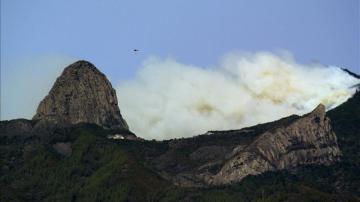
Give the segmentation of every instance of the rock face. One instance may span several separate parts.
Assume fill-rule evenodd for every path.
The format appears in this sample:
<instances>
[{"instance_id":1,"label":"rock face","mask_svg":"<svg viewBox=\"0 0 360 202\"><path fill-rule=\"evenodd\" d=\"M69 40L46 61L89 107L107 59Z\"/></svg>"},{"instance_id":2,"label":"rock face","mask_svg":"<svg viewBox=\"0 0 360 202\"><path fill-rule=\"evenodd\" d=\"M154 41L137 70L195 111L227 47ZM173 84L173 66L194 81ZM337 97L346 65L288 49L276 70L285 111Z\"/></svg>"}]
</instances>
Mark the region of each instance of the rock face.
<instances>
[{"instance_id":1,"label":"rock face","mask_svg":"<svg viewBox=\"0 0 360 202\"><path fill-rule=\"evenodd\" d=\"M168 151L151 163L180 186L230 184L267 171L329 165L341 156L323 105L301 117L168 144Z\"/></svg>"},{"instance_id":2,"label":"rock face","mask_svg":"<svg viewBox=\"0 0 360 202\"><path fill-rule=\"evenodd\" d=\"M234 152L208 183L226 184L247 175L304 164L329 165L340 155L336 135L325 116L325 106L319 105L310 114L288 126L267 131L248 147Z\"/></svg>"},{"instance_id":3,"label":"rock face","mask_svg":"<svg viewBox=\"0 0 360 202\"><path fill-rule=\"evenodd\" d=\"M115 90L106 76L87 61L75 62L64 69L40 102L33 120L128 129L120 114Z\"/></svg>"}]
</instances>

::::::

Task directions
Reproduce every entry word for word, but omit the pictures.

Solution to the exercise
Give the segmentation of every instance of the rock face. One instance may span several separate parts.
Assume fill-rule evenodd for every path.
The format appears in this sample:
<instances>
[{"instance_id":1,"label":"rock face","mask_svg":"<svg viewBox=\"0 0 360 202\"><path fill-rule=\"evenodd\" d=\"M69 40L46 61L89 107L107 59Z\"/></svg>"},{"instance_id":2,"label":"rock face","mask_svg":"<svg viewBox=\"0 0 360 202\"><path fill-rule=\"evenodd\" d=\"M154 41L137 70L195 111L227 47ZM173 84L173 66L194 81ZM337 97L346 65L288 49L276 70L285 111Z\"/></svg>"}]
</instances>
Mark the region of each instance of the rock face.
<instances>
[{"instance_id":1,"label":"rock face","mask_svg":"<svg viewBox=\"0 0 360 202\"><path fill-rule=\"evenodd\" d=\"M168 151L151 163L180 186L230 184L267 171L329 165L341 156L323 105L301 117L168 144Z\"/></svg>"},{"instance_id":2,"label":"rock face","mask_svg":"<svg viewBox=\"0 0 360 202\"><path fill-rule=\"evenodd\" d=\"M234 152L208 183L226 184L247 175L304 164L329 165L340 155L336 135L325 116L325 106L319 105L310 114L288 126L267 131L248 147Z\"/></svg>"},{"instance_id":3,"label":"rock face","mask_svg":"<svg viewBox=\"0 0 360 202\"><path fill-rule=\"evenodd\" d=\"M115 90L106 76L87 61L75 62L64 69L40 102L33 120L128 129L120 114Z\"/></svg>"}]
</instances>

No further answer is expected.